(Image object location entries)

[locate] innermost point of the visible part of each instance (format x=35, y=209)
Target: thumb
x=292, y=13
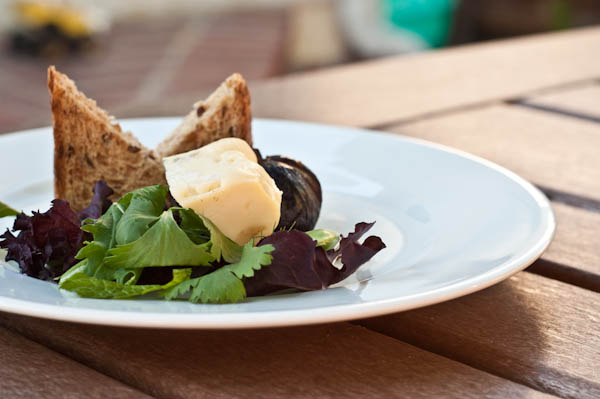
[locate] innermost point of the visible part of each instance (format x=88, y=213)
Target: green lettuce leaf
x=225, y=284
x=198, y=226
x=145, y=207
x=164, y=244
x=92, y=287
x=103, y=231
x=6, y=210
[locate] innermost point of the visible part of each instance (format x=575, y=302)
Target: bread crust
x=89, y=146
x=225, y=113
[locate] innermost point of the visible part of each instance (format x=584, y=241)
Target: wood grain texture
x=339, y=360
x=548, y=149
x=574, y=254
x=29, y=370
x=530, y=329
x=583, y=100
x=395, y=89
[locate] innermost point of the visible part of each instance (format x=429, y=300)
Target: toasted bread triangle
x=89, y=146
x=225, y=113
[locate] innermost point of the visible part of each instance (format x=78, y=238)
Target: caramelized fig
x=302, y=197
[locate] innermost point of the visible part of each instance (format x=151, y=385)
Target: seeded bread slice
x=225, y=113
x=89, y=146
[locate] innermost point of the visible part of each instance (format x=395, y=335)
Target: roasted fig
x=302, y=197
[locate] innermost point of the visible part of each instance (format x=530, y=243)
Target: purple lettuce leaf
x=298, y=263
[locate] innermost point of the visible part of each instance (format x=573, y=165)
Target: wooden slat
x=548, y=149
x=581, y=100
x=339, y=360
x=574, y=254
x=530, y=329
x=405, y=87
x=556, y=152
x=28, y=370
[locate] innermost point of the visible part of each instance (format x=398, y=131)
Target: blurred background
x=157, y=57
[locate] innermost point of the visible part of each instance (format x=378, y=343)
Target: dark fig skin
x=302, y=196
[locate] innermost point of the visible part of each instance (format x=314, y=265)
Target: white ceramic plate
x=453, y=224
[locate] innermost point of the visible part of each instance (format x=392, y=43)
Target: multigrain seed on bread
x=89, y=146
x=225, y=113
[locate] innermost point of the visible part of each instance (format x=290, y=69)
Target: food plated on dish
x=203, y=217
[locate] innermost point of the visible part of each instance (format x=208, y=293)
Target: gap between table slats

> **WRITTEN PROBLEM**
Repeat the full listing above exactly, with no pictures in the copy.

> **THE RESPONSE**
[locate] innermost point of the visible part of each instance (format x=35, y=209)
Target: thumb
x=292, y=13
[locate] innermost point of the visible part of each instance (format x=88, y=213)
Target: green lettuce leaf
x=225, y=284
x=198, y=226
x=145, y=207
x=164, y=244
x=92, y=287
x=103, y=231
x=6, y=210
[locate] innermost point of the visible part of each instance (format x=575, y=302)
Target: bread crust
x=89, y=146
x=225, y=113
[locate] innermost point of the visible part of each instance (format x=584, y=241)
Target: wood grain texture
x=339, y=360
x=548, y=149
x=574, y=254
x=29, y=370
x=530, y=329
x=583, y=100
x=395, y=89
[locate] innermost point of the visible part of each instance (format x=429, y=300)
Target: toasted bread triangle
x=89, y=146
x=225, y=113
[locate] innermost point of the visible part of each instance (format x=78, y=238)
Target: caramelized fig
x=302, y=197
[locate] innermost point of the visible part of each instance (format x=151, y=385)
Target: seeded bread slice
x=225, y=113
x=89, y=146
[locate] innermost point of the visible part of each instance (format x=395, y=335)
Target: roasted fig
x=302, y=197
[locate] innermost point of the visible part of each instance (format x=530, y=243)
Target: purple lettuce leaf
x=298, y=263
[locate] innermost point of the visible part of each instance (format x=573, y=165)
Target: wooden slat
x=548, y=149
x=581, y=100
x=339, y=360
x=574, y=254
x=530, y=329
x=405, y=87
x=556, y=152
x=28, y=370
[locate] innermost point of the visible part of each instance (format x=398, y=131)
Target: blurred background
x=157, y=57
[locate] innermost point of the visible part of each instance (format x=378, y=343)
Target: dark fig skin
x=302, y=196
[locate] innermost point of the visible part of each instance (format x=314, y=265)
Target: white ceramic plate
x=453, y=224
[locate] innermost point of the visible part of each instance (format x=392, y=43)
Target: multigrain seed on bread
x=89, y=146
x=225, y=113
[locate] innermost point of the visible part of each instance (format x=290, y=69)
Target: food plated on dish
x=203, y=217
[locate] innermost point of the visible part of each instance (format x=208, y=293)
Target: gap between table slats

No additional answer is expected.